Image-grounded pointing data

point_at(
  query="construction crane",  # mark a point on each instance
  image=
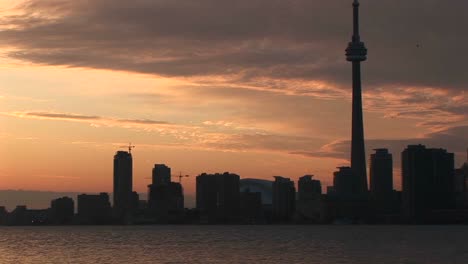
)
(180, 176)
(130, 147)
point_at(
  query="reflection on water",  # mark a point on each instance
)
(235, 244)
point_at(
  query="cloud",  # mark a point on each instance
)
(453, 139)
(294, 48)
(91, 119)
(245, 40)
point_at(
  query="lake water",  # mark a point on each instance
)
(235, 244)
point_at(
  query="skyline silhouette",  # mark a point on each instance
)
(271, 121)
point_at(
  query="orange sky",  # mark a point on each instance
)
(62, 117)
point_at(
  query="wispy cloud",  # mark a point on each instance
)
(91, 119)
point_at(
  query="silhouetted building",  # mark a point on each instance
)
(284, 199)
(123, 185)
(218, 197)
(428, 182)
(461, 185)
(161, 174)
(309, 206)
(265, 187)
(356, 53)
(166, 202)
(251, 207)
(3, 215)
(62, 210)
(308, 188)
(94, 209)
(381, 179)
(343, 182)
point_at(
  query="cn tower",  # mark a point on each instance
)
(355, 53)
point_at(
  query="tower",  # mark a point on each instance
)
(355, 53)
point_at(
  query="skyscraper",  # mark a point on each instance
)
(308, 188)
(161, 174)
(428, 181)
(343, 182)
(123, 183)
(381, 173)
(94, 209)
(284, 199)
(355, 53)
(218, 196)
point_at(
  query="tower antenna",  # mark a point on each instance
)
(130, 147)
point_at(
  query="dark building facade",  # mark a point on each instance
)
(343, 182)
(166, 202)
(123, 184)
(161, 174)
(218, 197)
(309, 206)
(94, 209)
(251, 207)
(428, 182)
(381, 179)
(308, 188)
(165, 198)
(62, 211)
(356, 53)
(3, 215)
(284, 199)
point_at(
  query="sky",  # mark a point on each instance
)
(254, 87)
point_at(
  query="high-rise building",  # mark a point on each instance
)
(123, 183)
(94, 209)
(161, 174)
(284, 199)
(166, 202)
(381, 175)
(218, 197)
(428, 182)
(308, 188)
(356, 53)
(62, 210)
(3, 215)
(343, 180)
(165, 198)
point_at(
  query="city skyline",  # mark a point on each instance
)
(275, 102)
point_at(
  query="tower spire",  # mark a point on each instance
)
(356, 36)
(356, 53)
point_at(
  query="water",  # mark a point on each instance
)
(235, 244)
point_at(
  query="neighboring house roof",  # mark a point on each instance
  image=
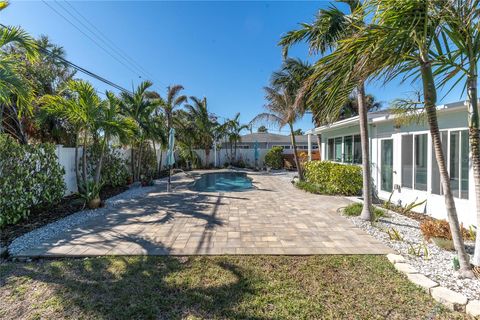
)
(380, 116)
(263, 137)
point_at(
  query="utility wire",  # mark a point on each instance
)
(77, 67)
(89, 37)
(107, 41)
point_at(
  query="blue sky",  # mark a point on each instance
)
(225, 51)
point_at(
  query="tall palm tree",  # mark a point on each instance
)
(82, 109)
(401, 41)
(140, 106)
(204, 123)
(281, 111)
(461, 35)
(15, 91)
(330, 27)
(233, 130)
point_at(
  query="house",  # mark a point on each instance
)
(402, 159)
(266, 140)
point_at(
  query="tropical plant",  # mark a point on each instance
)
(139, 105)
(16, 93)
(91, 117)
(205, 125)
(458, 54)
(31, 176)
(330, 27)
(401, 41)
(284, 104)
(233, 128)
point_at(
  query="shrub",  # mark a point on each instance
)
(274, 158)
(30, 176)
(433, 228)
(334, 178)
(115, 171)
(355, 209)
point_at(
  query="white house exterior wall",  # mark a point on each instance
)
(451, 120)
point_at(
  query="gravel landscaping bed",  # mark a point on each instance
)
(438, 265)
(36, 236)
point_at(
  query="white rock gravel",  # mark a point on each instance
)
(438, 266)
(36, 236)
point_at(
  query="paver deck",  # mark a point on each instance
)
(274, 218)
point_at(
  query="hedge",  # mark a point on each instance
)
(30, 175)
(274, 158)
(334, 178)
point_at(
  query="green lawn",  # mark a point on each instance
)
(229, 287)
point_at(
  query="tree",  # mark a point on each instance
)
(140, 106)
(330, 27)
(401, 41)
(458, 57)
(16, 93)
(298, 132)
(262, 129)
(282, 112)
(233, 128)
(89, 115)
(204, 125)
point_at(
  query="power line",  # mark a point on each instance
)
(77, 67)
(89, 37)
(109, 42)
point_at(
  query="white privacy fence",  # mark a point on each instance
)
(223, 156)
(66, 157)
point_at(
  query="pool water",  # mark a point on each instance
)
(223, 181)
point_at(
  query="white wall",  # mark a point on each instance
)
(247, 155)
(435, 204)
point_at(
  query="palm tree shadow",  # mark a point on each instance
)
(146, 287)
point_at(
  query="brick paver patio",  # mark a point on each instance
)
(274, 218)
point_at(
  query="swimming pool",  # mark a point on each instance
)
(223, 181)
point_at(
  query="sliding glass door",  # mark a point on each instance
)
(386, 165)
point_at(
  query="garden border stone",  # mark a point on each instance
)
(450, 299)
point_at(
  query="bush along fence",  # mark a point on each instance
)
(331, 178)
(30, 175)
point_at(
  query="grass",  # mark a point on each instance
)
(225, 287)
(355, 209)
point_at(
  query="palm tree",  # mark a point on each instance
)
(461, 27)
(15, 91)
(330, 27)
(401, 42)
(82, 109)
(233, 128)
(204, 123)
(140, 106)
(282, 112)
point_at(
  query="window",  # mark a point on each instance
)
(347, 149)
(338, 149)
(387, 165)
(414, 161)
(330, 151)
(457, 160)
(357, 150)
(407, 161)
(420, 162)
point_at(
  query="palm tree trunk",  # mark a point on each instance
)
(84, 159)
(207, 157)
(367, 176)
(160, 160)
(132, 161)
(474, 136)
(430, 99)
(295, 155)
(77, 168)
(98, 169)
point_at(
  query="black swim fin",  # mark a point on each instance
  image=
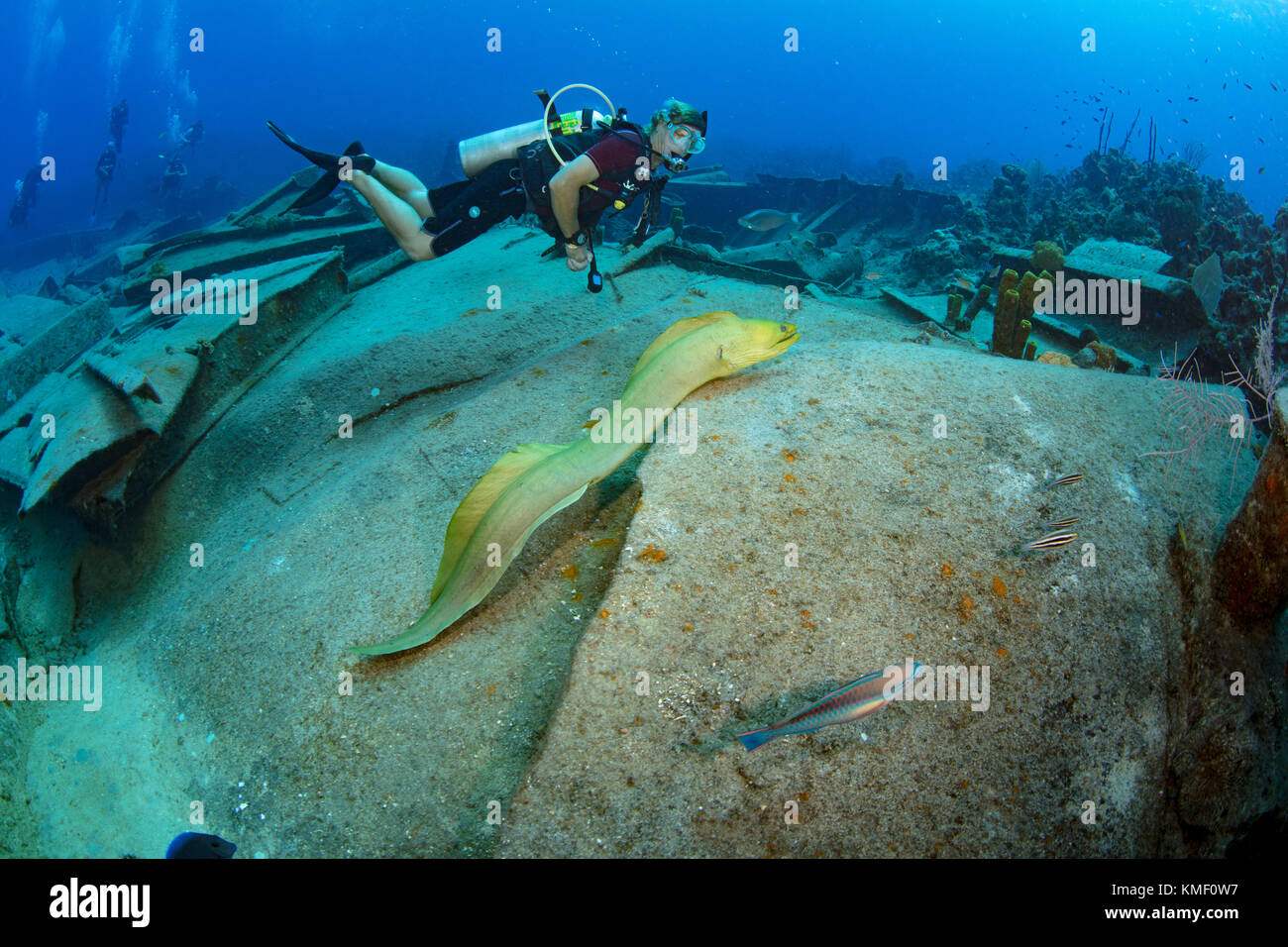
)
(330, 165)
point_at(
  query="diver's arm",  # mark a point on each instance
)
(565, 188)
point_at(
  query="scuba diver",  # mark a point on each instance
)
(172, 178)
(600, 167)
(191, 136)
(117, 121)
(25, 197)
(103, 171)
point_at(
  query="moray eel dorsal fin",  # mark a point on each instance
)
(675, 331)
(480, 500)
(529, 484)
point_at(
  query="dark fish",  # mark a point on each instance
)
(1052, 540)
(197, 845)
(768, 219)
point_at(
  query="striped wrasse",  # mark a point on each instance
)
(851, 702)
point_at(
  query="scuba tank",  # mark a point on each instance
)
(503, 145)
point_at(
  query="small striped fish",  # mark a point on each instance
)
(851, 702)
(1052, 540)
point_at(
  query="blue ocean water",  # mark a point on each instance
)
(864, 80)
(305, 551)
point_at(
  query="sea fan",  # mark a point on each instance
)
(1196, 410)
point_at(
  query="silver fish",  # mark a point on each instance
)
(768, 219)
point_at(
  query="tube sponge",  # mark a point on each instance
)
(1252, 561)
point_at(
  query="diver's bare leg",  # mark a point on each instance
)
(398, 217)
(404, 185)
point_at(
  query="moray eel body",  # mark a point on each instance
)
(529, 484)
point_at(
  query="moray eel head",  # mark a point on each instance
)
(747, 342)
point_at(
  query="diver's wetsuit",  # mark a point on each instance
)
(469, 208)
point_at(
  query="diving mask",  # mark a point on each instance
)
(687, 138)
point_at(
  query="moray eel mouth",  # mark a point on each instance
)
(786, 339)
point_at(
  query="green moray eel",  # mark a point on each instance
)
(529, 484)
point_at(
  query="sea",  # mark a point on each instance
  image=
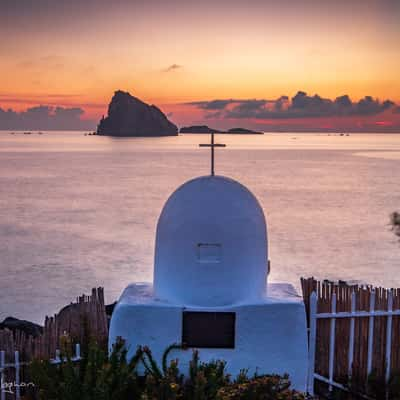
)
(79, 211)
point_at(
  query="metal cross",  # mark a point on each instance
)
(212, 145)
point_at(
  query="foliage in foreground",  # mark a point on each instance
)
(99, 377)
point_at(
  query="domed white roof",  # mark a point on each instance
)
(211, 244)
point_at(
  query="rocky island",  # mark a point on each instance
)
(206, 129)
(129, 116)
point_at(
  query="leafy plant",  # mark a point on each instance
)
(102, 377)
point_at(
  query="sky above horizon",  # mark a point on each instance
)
(255, 56)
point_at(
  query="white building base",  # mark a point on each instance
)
(270, 335)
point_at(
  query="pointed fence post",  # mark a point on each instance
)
(370, 332)
(17, 376)
(312, 343)
(2, 367)
(351, 337)
(78, 351)
(332, 342)
(389, 336)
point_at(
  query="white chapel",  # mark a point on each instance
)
(211, 289)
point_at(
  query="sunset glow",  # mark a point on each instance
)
(171, 53)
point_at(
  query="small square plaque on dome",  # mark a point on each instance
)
(209, 253)
(208, 329)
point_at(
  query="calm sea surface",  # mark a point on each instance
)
(81, 211)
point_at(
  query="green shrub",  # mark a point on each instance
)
(102, 377)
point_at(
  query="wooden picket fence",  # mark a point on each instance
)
(74, 323)
(354, 333)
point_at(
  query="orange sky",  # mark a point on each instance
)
(168, 52)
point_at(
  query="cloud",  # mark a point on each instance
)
(213, 104)
(173, 67)
(45, 118)
(299, 106)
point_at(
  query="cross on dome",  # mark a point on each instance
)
(212, 145)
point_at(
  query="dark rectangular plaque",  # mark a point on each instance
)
(208, 329)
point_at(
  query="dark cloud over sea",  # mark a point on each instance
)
(299, 106)
(45, 118)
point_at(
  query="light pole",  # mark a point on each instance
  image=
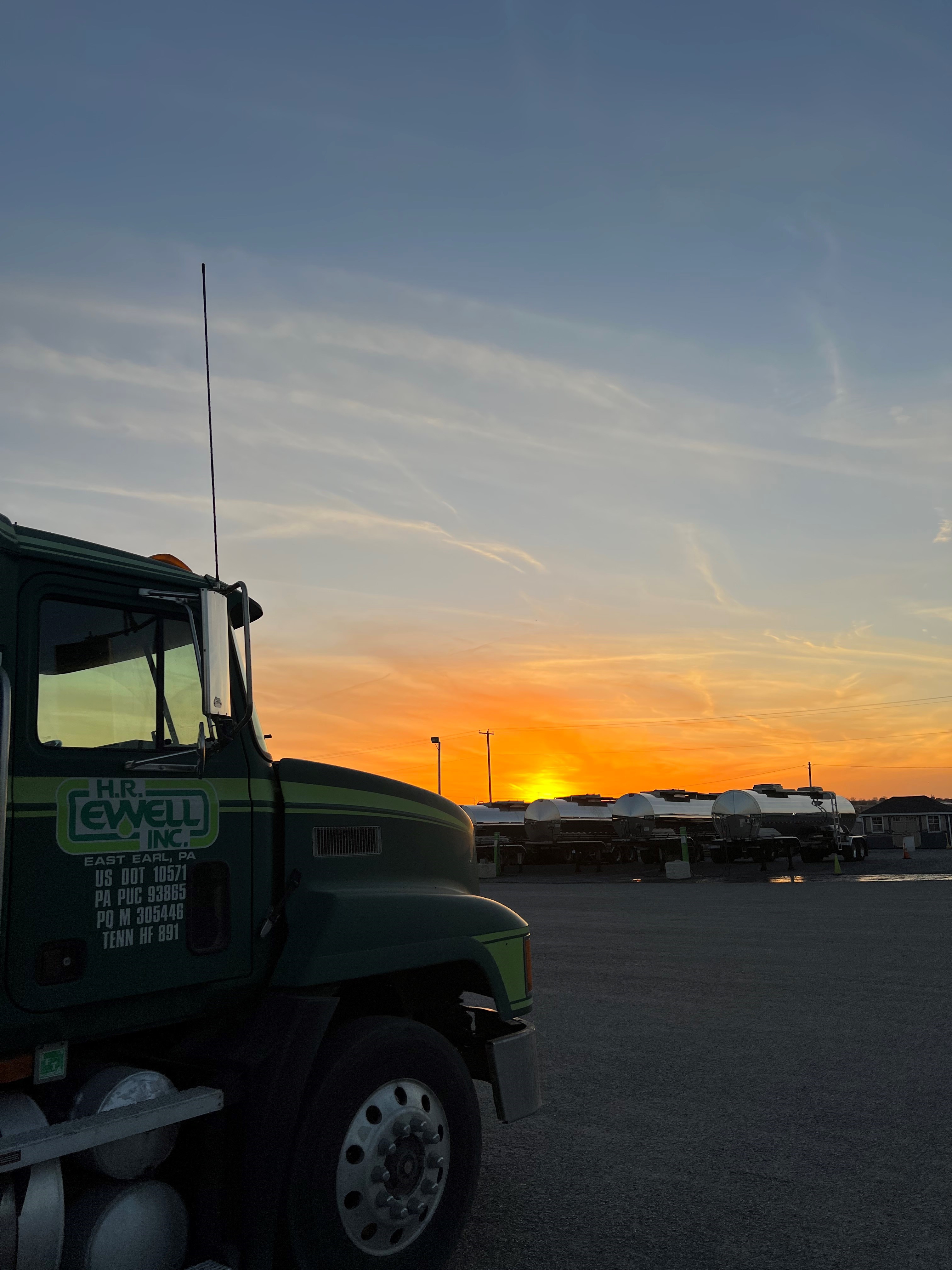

▸ Required action
Copy each line of the entries in which the string "shrub" is found.

▸ Answer to this exercise
  query="shrub",  # mark a point on each instance
  query="green shrub",  # mark a point on each instance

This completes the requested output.